• [Passage shown]:
I did in that way just to not use postgresql specific feature.
I can give it a try and I let you know, however the question remain,
why the index usage is lost if used in that way ?

Regards
Gaetano Mendola


From: Josh Berkus <josh(at)agliodbs(dot)com>
To: Gaetano Mendola <mendola(at)bigfoot(dot)com>
Cc: pgsql-performance(at)postgresql(dot)org
Subject: Re: horizontal partition
Date: 2005-02-03 03:16:08
Message-ID: 200502021916.08960.josh@agliodbs.com
Views: Raw Message | Whole Thread | Download mbox | Resend email
Lists: pgsql-performance

Gaetano,

> I did in that way just to not use postgresql specific feature.
> I can give it a try and I let you know, however the question remain,
> why the index usage is lost if used in that way ?

Because PostgreSQL is materializing the entire UNION data set in the
subselect. What Postgres version are you using? I thought this was fixed
in 7.4, but maybe not ...

--
Josh Berkus
Aglio Database Solutions
San Francisco


From: Klint Gore <kg(at)kgb(dot)une(dot)edu(dot)au>
To: Gaetano Mendola <mendola(at)bigfoot(dot)com>
Cc: pgsql-performance(at)postgresql(dot)org
Subject: Re: horizontal partition
Date: 2005-02-03 03:31:35
Message-ID: 42019B1735F.1271KG@129.180.47.120
Views: Raw Message | Whole Thread | Download mbox | Resend email
Lists: pgsql-performance

On Thu, 03 Feb 2005 02:10:15 +0100, Gaetano Mendola <mendola(at)bigfoot(dot)com> wrote:
> why the index usage is lost if used in that way ?

This is how I interpret it (if anyone wants to set me straight or
improve on it feel free)

Views are implemented as rules.

Rules are pretty much just a macro to the query builder. When it sees
the view, it replaces it with the implementation of the view.

When you join a view to a table, it generates a subselect of the
implementation and joins that to the other table.

So the subselect will generate the entire set of data from the view
before it can use the join to eliminate rows.

I would like a way to make this work better as well. One of my views is
32 joins of the same table (to get tree like data for reports).

klint.

+---------------------------------------+-----------------+
: Klint Gore : "Non rhyming :
: EMail : kg(at)kgb(dot)une(dot)edu(dot)au : slang - the :
: Snail : A.B.R.I. : possibilities :
: Mail University of New England : are useless" :
: Armidale NSW 2351 Australia : L.J.J. :
: Fax : +61 2 6772 5376 : :
+---------------------------------------+-----------------+


From: Josh Berkus <josh(at)agliodbs(dot)com>
To: Klint Gore <kg(at)kgb(dot)une(dot)edu(dot)au>
Cc: Gaetano Mendola <mendola(at)bigfoot(dot)com>, pgsql-performance(at)postgresql(dot)org
Subject: Re: horizontal partition
Date: 2005-02-03 06:41:57
Message-ID: 200502022241.57799.josh@agliodbs.com
Views: Raw Message | Whole Thread | Download mbox | Resend email
Lists: pgsql-performance

Klint,

> This is how I interpret it (if anyone wants to set me straight or
> improve on it feel free)

• [Stated problem A]: Copy the part of the horizontal partition thread from "When you join" up to and including "data for reports).".
• [Stated problem B]: In one to three sentences, explain why joining a view to a table makes the view's whole data set get built first, according to Klint Gore's reply in the horizontal partition thread.

• [Data supplied]:
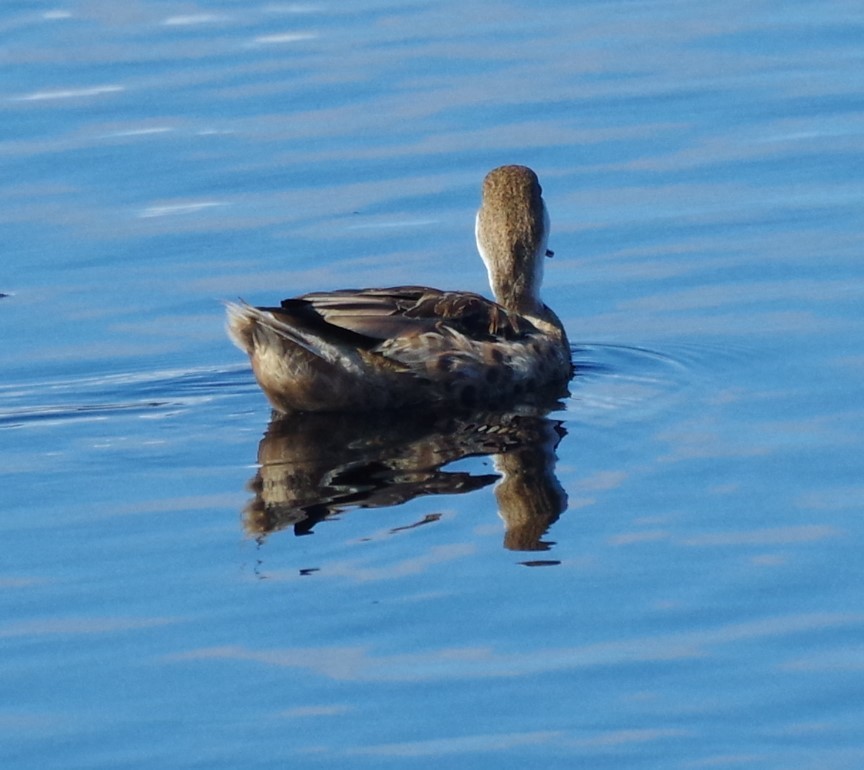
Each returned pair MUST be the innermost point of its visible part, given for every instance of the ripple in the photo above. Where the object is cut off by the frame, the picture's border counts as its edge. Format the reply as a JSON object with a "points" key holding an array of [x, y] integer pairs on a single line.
{"points": [[626, 382], [144, 395]]}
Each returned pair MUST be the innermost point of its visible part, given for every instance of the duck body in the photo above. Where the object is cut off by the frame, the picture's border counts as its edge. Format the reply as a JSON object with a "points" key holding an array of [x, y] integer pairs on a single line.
{"points": [[414, 346]]}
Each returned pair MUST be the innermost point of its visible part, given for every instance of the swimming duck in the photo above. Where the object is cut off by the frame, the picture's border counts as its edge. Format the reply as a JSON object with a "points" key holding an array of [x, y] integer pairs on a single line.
{"points": [[413, 346]]}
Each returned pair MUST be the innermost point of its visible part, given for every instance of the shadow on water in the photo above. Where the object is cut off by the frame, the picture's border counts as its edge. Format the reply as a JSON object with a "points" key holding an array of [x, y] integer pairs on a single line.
{"points": [[314, 466]]}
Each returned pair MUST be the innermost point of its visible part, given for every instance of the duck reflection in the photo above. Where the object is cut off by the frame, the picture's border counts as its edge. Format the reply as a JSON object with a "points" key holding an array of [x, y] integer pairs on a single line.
{"points": [[313, 466]]}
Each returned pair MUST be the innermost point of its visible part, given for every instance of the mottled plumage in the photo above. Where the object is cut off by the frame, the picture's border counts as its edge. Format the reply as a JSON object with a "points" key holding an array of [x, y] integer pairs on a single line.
{"points": [[417, 346]]}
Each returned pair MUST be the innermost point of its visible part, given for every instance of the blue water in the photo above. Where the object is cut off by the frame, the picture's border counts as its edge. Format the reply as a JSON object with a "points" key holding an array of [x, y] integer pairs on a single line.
{"points": [[697, 604]]}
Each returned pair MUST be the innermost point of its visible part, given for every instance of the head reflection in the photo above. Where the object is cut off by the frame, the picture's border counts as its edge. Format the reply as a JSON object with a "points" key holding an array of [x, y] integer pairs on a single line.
{"points": [[313, 466]]}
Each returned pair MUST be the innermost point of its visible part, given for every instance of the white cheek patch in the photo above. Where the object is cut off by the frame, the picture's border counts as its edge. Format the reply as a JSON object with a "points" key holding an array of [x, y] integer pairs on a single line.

• [Task solution A]:
When you join a view to a table, it generates a subselect of the
implementation and joins that to the other table.

So the subselect will generate the entire set of data from the view
before it can use the join to eliminate rows.

I would like a way to make this work better as well. One of my views is
32 joins of the same table (to get tree like data for reports).

• [Task solution B]: Views are implemented as rules, which act as a macro that replaces the view with its implementation, so joining a view to a table generates a subselect of that implementation and joins it to the other table. That subselect generates the entire set of data from the view before the join can eliminate rows.